Stored items from a collection:
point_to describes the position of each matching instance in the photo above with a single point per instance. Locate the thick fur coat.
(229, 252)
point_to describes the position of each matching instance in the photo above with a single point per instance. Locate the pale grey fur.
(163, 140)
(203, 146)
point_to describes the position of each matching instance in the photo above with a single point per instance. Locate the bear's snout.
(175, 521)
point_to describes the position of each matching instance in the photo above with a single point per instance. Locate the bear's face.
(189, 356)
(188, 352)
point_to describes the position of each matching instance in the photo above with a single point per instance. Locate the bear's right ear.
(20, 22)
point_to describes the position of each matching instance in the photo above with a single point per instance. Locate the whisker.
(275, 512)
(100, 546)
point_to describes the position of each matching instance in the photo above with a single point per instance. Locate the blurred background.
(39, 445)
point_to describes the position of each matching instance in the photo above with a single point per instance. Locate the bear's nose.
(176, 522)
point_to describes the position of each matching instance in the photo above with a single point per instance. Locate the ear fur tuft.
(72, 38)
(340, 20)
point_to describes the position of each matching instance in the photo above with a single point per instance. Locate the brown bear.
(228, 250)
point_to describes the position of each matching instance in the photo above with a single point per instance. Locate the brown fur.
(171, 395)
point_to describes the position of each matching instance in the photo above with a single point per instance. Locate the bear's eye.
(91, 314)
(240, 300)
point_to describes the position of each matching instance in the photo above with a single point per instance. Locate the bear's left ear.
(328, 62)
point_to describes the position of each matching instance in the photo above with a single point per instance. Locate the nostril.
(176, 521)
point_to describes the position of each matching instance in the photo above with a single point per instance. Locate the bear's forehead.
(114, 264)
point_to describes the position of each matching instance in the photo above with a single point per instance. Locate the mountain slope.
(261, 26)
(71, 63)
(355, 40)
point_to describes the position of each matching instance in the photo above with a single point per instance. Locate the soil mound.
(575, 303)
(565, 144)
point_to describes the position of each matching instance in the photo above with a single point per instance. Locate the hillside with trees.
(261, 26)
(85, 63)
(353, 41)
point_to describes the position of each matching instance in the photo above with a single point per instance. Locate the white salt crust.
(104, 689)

What you should do: Convert the lines, from the line with "the bear's eye." through the end, into a two-column CSV with the headers text and answer. Give one row per line of text, and quote each field, with line breaks replaced by spaces.

Task output:
text,answer
"point_to describes the position of each matching instance in the photo above with a single point per instance. Locate the bear's eye.","(91, 314) (240, 300)"
"point_to describes the position of each matching instance in the photo above with a single point per instance. Locate the bear's left ear.","(328, 62)"
"point_to describes the position of each matching instance in the photo above with a single point per instance. Locate the nostril.","(176, 521)"
"point_to describes the position of each matching instance in the photo above with a single point per instance. Locate the bear's forehead.","(114, 264)"
"point_to describes the position of each matching instance in the photo above with a single point per instance. Locate the mountain slope.","(261, 26) (71, 63) (355, 40)"
"point_to describes the position of each matching instance in the photo above with a single point per instance. Locate the soil mound.","(575, 303) (565, 144)"
"point_to describes the position of each matching instance in the photo above with a single point per instance. Locate the hillside with trees.","(261, 26) (85, 63) (353, 41)"
"point_to describes the position of each matching instance in the photo above with a single point per instance. Locate the white salt crust.","(104, 689)"